Input:
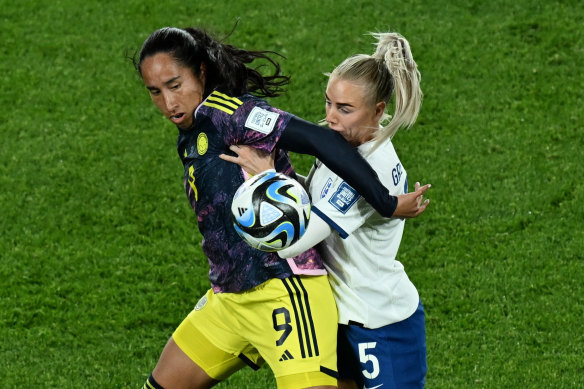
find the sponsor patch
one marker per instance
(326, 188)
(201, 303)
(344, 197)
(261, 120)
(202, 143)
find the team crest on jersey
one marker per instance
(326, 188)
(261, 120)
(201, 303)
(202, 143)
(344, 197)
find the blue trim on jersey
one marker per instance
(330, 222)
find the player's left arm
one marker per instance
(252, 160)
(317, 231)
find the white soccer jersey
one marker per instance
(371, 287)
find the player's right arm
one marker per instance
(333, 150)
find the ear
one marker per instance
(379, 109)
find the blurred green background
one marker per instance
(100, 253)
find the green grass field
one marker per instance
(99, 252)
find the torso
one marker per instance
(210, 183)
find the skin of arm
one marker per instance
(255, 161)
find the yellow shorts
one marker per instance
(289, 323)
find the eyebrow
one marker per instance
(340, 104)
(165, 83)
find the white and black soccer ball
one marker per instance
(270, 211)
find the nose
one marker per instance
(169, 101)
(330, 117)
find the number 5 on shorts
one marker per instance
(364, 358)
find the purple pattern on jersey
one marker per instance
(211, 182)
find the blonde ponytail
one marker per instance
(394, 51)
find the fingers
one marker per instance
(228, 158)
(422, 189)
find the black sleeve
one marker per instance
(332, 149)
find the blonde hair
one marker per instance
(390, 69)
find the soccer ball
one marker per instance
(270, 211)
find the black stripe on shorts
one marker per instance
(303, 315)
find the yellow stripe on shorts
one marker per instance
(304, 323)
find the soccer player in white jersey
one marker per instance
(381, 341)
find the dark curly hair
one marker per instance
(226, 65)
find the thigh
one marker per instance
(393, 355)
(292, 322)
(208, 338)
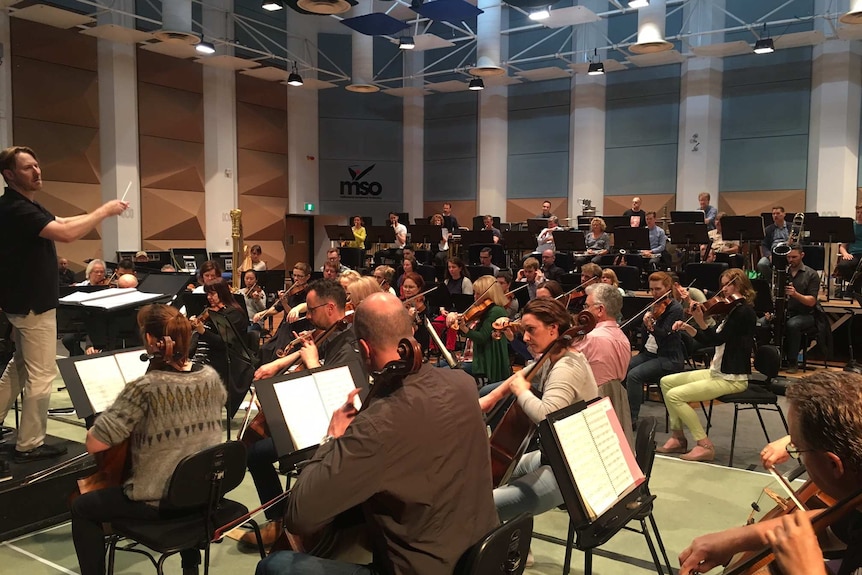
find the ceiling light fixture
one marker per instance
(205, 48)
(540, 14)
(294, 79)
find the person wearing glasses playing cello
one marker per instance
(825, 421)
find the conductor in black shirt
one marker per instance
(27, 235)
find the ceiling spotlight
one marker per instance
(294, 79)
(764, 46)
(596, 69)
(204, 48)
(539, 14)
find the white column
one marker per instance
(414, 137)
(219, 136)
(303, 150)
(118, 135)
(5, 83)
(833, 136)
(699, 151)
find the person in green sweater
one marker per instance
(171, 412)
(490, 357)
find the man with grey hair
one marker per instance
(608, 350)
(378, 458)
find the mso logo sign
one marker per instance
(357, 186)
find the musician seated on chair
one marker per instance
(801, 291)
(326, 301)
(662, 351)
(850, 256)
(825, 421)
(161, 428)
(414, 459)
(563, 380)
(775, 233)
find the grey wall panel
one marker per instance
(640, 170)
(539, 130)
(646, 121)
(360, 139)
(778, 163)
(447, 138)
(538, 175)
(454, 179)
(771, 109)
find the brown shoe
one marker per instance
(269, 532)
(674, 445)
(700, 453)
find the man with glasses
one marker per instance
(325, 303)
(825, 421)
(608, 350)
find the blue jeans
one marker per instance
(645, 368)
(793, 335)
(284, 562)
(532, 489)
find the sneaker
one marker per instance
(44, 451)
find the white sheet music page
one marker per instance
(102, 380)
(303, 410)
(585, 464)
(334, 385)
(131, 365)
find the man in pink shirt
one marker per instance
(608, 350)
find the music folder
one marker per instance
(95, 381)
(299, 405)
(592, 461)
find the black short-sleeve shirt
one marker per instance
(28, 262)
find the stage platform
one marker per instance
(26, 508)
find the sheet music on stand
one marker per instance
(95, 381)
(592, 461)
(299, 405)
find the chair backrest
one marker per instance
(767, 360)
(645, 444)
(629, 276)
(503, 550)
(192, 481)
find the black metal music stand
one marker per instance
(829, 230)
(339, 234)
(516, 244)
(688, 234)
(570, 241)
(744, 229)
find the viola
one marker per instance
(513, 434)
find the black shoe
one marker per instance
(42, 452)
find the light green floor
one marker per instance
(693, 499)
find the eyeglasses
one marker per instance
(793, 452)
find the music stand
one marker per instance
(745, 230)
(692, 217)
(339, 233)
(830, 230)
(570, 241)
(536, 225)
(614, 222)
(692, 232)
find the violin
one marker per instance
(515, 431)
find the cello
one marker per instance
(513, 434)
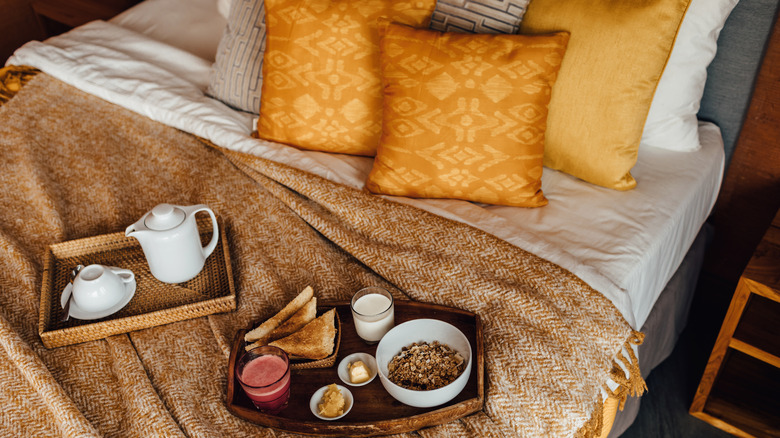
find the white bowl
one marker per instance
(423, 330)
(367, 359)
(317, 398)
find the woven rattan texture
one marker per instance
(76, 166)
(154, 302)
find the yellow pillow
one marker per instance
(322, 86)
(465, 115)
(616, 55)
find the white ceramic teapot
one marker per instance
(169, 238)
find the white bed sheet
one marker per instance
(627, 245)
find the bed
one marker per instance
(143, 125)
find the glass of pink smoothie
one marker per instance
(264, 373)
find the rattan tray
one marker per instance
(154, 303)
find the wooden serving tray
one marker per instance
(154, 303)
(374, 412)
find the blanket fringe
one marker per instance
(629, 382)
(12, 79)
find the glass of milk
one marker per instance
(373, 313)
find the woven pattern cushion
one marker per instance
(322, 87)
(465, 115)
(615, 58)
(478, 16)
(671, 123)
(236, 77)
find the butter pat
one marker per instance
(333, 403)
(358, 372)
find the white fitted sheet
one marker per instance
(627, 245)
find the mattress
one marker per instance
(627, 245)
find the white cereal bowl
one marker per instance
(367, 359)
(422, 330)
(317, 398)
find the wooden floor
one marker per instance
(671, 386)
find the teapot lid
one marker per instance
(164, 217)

Task requirements: Since only the number is needed, state how many lines of the listing contain the word "person".

Response: 2